◆ Problem requirements
Copy each line exactly.

++++++++

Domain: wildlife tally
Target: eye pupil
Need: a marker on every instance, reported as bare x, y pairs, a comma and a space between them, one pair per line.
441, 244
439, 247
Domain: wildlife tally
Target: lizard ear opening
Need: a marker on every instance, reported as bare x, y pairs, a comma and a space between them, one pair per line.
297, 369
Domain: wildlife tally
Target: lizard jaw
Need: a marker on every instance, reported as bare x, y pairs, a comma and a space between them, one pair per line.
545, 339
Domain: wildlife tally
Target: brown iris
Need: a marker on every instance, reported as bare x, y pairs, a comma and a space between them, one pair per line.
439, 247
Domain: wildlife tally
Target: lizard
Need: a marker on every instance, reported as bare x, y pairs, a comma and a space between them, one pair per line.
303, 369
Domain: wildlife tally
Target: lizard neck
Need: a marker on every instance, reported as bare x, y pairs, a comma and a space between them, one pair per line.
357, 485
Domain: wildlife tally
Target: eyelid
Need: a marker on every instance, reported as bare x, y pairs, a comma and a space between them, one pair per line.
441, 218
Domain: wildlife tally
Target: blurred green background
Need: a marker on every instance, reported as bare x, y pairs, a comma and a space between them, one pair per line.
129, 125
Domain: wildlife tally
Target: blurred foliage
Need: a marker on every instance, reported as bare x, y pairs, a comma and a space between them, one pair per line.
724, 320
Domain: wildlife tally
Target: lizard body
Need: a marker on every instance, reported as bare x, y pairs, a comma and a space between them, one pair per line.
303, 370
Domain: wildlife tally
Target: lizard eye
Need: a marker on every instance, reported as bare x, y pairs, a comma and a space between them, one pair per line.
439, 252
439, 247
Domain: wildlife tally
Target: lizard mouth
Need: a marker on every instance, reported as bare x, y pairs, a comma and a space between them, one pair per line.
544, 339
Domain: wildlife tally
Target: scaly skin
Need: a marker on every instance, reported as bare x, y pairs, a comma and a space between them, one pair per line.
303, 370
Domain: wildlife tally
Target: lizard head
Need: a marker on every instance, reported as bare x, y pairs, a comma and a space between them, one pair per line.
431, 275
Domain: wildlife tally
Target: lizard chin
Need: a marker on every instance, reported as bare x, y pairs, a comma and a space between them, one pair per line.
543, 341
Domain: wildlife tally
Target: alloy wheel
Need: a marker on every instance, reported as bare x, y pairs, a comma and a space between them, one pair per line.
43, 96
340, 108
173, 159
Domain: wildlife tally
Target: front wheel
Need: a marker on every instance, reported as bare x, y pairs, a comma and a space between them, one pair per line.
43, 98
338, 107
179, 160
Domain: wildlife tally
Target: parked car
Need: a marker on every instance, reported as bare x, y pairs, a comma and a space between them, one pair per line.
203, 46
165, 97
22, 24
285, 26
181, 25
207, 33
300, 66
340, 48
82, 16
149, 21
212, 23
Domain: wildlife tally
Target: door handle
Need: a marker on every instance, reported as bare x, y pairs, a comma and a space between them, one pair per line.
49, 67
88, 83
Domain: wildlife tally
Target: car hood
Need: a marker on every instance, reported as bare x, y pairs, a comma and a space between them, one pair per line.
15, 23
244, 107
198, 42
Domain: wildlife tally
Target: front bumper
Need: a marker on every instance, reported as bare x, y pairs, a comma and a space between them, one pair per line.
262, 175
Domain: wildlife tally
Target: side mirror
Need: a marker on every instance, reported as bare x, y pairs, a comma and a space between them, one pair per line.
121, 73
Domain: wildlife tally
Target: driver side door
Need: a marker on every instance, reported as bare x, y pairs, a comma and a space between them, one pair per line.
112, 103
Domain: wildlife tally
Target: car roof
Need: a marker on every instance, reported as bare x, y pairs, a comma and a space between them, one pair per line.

++++++++

◆ Solution to the exercise
Domain: wildlife tally
Target: eye pupil
Need: a marker on every instance, reported as bare x, y pairs, a comma and a space between them, one pair per line.
441, 244
439, 247
Domain: wildlife tally
Target: lizard ear opening
Need: a marker on every instance, reported as bare x, y pairs, a comma and a space between them, one pair per line.
297, 369
Domain: wildlife tally
Target: lizard jaw
Need: a marker on every instance, reported as bare x, y pairs, a comma and a space between them, one pair per line.
545, 339
Domain: wildlife tally
Target: brown iris
Need: a marker on every instance, reported as bare x, y pairs, a comma and a space between them, one pair per line.
439, 247
Domain: wildlife tally
Target: lizard
Need: a marker on every instance, reported as bare x, y pairs, a comma and a space between them, one pair per line.
303, 369
Domain: wildlife tally
Target: lizard neck
Need: a marker on every instance, reported as bare x, y pairs, a comma and a space between them, one pair per line.
357, 485
Domain: wildlife tally
Target: eyelid
Need: a marker on every instance, reported as bare x, y pairs, a comma and a space between them, one pair per line.
441, 218
Domain: wildlife tally
Target: blurred green background
Need: a marker on every instance, reported as bare x, y pairs, a comma and a space between them, one pair per line.
129, 125
Domain: wildlife tally
Target: blurred foliage
Need: a marker on every instance, reported as bare x, y pairs, a comma and a space between them, one pair per line.
724, 320
Domain: wildlife tally
Target: lizard body
Need: a marker on every instance, reported as bare x, y pairs, a comma and a space between them, one pair per line.
303, 370
Domain: wildlife tally
Target: lizard eye
Need: a marker on every instance, reported as bare x, y pairs, a comma and a space between them, one pair per line.
439, 252
439, 247
Domain: wildlife tally
Target: lizard mouth
Need: a marker on every instance, reported as bare x, y pairs, a comma and a space between them, one pair per line.
544, 339
Domain: wildlife tally
Target: scaly skin
Need: a marker on every instance, reported as bare x, y pairs, a comma and a space between them, one pair per line.
303, 370
Domain: wildlife tally
Target: lizard head
Need: a marker on every instance, reported as bare x, y pairs, a comma and a space between them, one pair per line.
431, 275
Domain: wildlife tally
Target: lizard chin
Need: a marker on every instance, reported as bare x, y pairs, a comma and a space between them, one pair per line.
543, 341
Domain: wildlife tally
Target: alloy wheel
Need: a marker on every instance, reported as bare x, y pairs, a comma and a space between them, one pair per line.
43, 96
340, 108
173, 159
Domain: wildlife tally
Target: front wheel
Need: a marker on every instance, reported as bare x, y pairs, a comma and a space between them, one pair per line.
43, 98
338, 107
179, 160
Domain: wildlife tally
Target: parked car
Need: a marker on every instance, reported as bare x, y pairs, a comma and a space between them, one pair per line.
203, 46
165, 97
22, 24
285, 26
181, 25
207, 33
300, 66
340, 48
82, 16
149, 21
212, 23
Domain: wildlife tally
Target: door handle
Need: a marker on every instance, reported as bare x, y pairs, a comma and a space between them, one pair per line.
49, 67
88, 83
Domain: wildlife tally
Target: car hood
Need: a marker on every instance, reported as bare x, y pairs, a comma and a space between them, one pair per line.
15, 23
244, 107
198, 42
Domain: wildlife tally
Target: front bumper
Need: a marker on every instance, reported as bare x, y pairs, a comma and a space between them, one pair per line.
262, 175
Domain: wildlife tally
Target: side mirror
Need: a marker on every instance, reported as bare x, y pairs, a comma and a space between them, one pair per line.
121, 73
Domain: wildlife tally
Target: driver side door
Need: a marker on every instance, reported as bare x, y pairs, a comma and a space between them, one pair per line.
112, 103
Domain: wildlife tally
Target: car roof
Need: a marker on every instance, reported as bare x, y pairs, a comma and a space between them, one pair per line.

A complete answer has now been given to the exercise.